> [Task directions]
Type out the data again. Keep every line exactly the same.

> [Material shown]
- - - - -

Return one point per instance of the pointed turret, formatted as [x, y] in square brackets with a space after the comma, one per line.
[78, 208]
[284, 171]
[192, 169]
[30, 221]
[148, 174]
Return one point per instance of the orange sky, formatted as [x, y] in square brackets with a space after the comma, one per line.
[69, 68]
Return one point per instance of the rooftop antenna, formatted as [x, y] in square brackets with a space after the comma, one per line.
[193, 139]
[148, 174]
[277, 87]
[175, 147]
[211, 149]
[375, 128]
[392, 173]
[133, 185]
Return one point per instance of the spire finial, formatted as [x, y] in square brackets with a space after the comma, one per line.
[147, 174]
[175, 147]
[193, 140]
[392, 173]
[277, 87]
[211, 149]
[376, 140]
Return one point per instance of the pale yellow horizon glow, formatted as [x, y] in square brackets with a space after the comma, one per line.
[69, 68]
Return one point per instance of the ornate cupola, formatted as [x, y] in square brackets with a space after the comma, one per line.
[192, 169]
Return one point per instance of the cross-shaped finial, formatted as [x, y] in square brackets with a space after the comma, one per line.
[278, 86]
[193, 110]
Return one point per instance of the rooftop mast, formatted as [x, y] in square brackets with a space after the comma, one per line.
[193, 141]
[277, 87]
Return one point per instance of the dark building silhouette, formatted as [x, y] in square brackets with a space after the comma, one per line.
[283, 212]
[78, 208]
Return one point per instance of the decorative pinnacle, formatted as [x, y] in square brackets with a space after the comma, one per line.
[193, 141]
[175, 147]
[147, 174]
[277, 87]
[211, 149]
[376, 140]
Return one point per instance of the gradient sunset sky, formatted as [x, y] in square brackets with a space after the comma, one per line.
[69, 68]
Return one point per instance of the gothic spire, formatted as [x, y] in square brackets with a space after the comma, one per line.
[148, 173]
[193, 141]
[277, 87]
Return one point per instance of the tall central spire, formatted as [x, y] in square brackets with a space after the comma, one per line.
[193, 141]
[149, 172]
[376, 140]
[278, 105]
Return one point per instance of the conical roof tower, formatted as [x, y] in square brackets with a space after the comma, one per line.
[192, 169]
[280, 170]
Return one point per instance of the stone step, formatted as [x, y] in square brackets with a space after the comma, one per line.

- - - - -

> [Exercise response]
Return one point per instance of the pointed turret, formatted as [x, y] in square brackets with a space after the comma, one per line.
[78, 208]
[284, 171]
[192, 169]
[30, 221]
[148, 174]
Return one point per instance of the orange sky, formatted as [x, y] in square brackets with a space after the comma, one per line.
[69, 68]
Return one point per instance of the rooftop antenna, formatted as [x, y] in square brackets with a space after the comma, one per line.
[193, 139]
[148, 174]
[277, 87]
[175, 147]
[211, 149]
[375, 128]
[392, 173]
[133, 185]
Return one point per instance of the spire finial, formatted as [x, y] in square brackets with a space after the comma, one per line.
[147, 174]
[175, 147]
[193, 140]
[392, 173]
[277, 87]
[211, 149]
[376, 140]
Return one point per instance of the pale yellow horizon glow, formatted as [x, y] in square brackets with a space after the comma, one per line.
[69, 68]
Return one point per instance of the ornate cupola, formatted as [x, y] in square brackets with a space after the comma, one per line.
[192, 169]
Return one point per instance of the cross-shaped finial, formatted as [x, y] in square brackets with a space after the comma, one per line.
[278, 86]
[193, 110]
Return one point per instance of the rooftop mast, formatted as [x, y] in square brackets with a space after the comma, one per line.
[193, 141]
[277, 87]
Return one point per instance of the dark building silhouette, formatted as [x, y] in square brackets with a space after the comma, one per line.
[283, 212]
[78, 208]
Return one point per instance of the decorative pinnacle, formatted as [x, y] in square brackets with a space after the comma, one per line.
[193, 141]
[175, 147]
[147, 174]
[277, 87]
[211, 149]
[376, 140]
Return one point per instance of the gradient sunset sky, formatted as [x, y] in square brackets with a space after the comma, one per line.
[69, 68]
Return one point per instance of the gothic spire, formatted as [x, y] in square brackets with a space after the comma, one per line.
[148, 173]
[193, 141]
[277, 87]
Return one point per instance of the tall central spire, formatted as [x, y] in square brackets with a space after the comma, one per line.
[193, 141]
[149, 172]
[376, 140]
[278, 105]
Return one point per instance of the conical roof tower, formatted as [x, y] in square brackets with a space after the comma, one per line.
[192, 169]
[280, 170]
Return one point per instance of the stone step, formatted as [x, y] in square brackets with a space after the comma, one per line.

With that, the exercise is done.